# Required work
Please reproduce the listing below, substituting "layout study" for every occurrence of "play-diagram reference" and changing nothing else.

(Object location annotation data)
****************

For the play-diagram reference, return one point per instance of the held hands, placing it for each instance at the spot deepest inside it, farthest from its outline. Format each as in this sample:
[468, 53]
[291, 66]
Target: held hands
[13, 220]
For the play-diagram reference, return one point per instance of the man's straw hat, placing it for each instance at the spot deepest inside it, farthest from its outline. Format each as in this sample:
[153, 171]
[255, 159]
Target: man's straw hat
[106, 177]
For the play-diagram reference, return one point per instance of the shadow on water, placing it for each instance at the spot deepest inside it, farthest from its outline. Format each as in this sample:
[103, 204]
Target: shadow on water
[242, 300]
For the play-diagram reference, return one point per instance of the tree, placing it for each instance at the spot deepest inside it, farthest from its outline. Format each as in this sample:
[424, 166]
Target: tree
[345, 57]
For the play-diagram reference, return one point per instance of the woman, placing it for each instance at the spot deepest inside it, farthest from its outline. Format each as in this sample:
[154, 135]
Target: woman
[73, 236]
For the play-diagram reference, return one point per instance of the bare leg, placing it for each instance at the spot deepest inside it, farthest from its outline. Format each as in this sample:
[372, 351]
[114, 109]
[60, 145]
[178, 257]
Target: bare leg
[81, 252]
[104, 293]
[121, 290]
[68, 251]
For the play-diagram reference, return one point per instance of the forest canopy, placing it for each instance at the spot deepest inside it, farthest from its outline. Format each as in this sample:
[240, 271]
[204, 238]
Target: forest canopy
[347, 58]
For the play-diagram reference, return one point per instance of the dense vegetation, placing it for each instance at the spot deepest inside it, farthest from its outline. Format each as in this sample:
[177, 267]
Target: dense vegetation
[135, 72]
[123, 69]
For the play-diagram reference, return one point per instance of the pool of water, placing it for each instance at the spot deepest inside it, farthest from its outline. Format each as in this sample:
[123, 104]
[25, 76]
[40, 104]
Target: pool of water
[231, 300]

****************

# Full solution
For the layout study, return one point per instance of the held hands, placing it for each instance at the spot deepest inside it, farthest from its outline. Format each as in this sample:
[468, 53]
[291, 66]
Target: held hands
[13, 220]
For the layout study, return one point per instance of the man's straw hat, placing it for each instance at the spot deepest inside it, farthest from its outline. Format each as in this sample:
[153, 171]
[255, 159]
Target: man's straw hat
[106, 177]
For the layout study, return one point per instance of the shadow on water, placing it for each instance at the spot deepest inside it, farthest from its outline. Format each as in this sample:
[103, 204]
Target: shadow on water
[242, 300]
For the layout study, return one point per instance of the tree, placing it for each instance at the spot deepest inside it, farthest from its outline. Format each as in this sample:
[424, 166]
Target: tree
[345, 57]
For the layout study, return one point per instance of the woman, placing it for each instance at the spot deepest inside it, farthest from its outline. Format each as in this sample:
[154, 135]
Target: woman
[73, 236]
For the layout study, return one point per instance of the bare leg, placing it for each instance at the spot deepest inside it, farthest from its outline. Format each as in this sample:
[372, 351]
[114, 109]
[60, 145]
[178, 257]
Target: bare leg
[81, 252]
[104, 293]
[121, 290]
[68, 251]
For the layout study, return one point per instance of the forest canopy, placing it for each instance at the spot deepest inside it, farthest from its outline. Format each as in this sample:
[240, 271]
[204, 238]
Target: forest canopy
[347, 58]
For the layout study, return one point per instance of the dense vegetation, placing it for each instance at the spot deepest inside it, farthest from its outline. Format each as in this sample:
[177, 267]
Target: dense vegetation
[135, 72]
[123, 69]
For the layout study, return one point per instance of the pool of water, placing it for each instance at the spot deepest inside it, farthest from its outline. Format each as in this sample:
[123, 104]
[25, 76]
[40, 104]
Target: pool of water
[231, 300]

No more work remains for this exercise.